- PROVIDED DATA -
# # # #

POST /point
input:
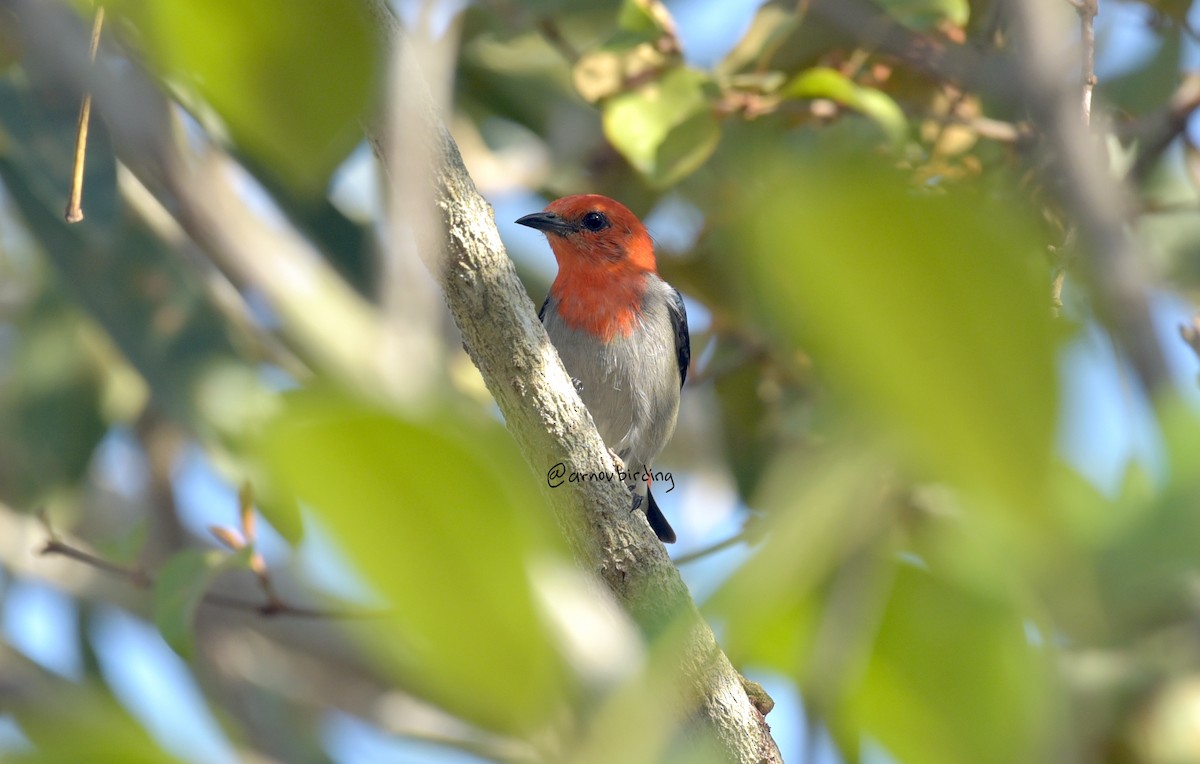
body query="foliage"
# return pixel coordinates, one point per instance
(881, 377)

# # # #

- SET EXERCISE -
Copy out the items above, changing every "foliage" to "leaves" and keeping everything else the same. Leave out the pictures.

- SOLUTION FOR THIS TASK -
POST /point
input:
body query="leaves"
# return pixel coordinates, one point per instance
(881, 377)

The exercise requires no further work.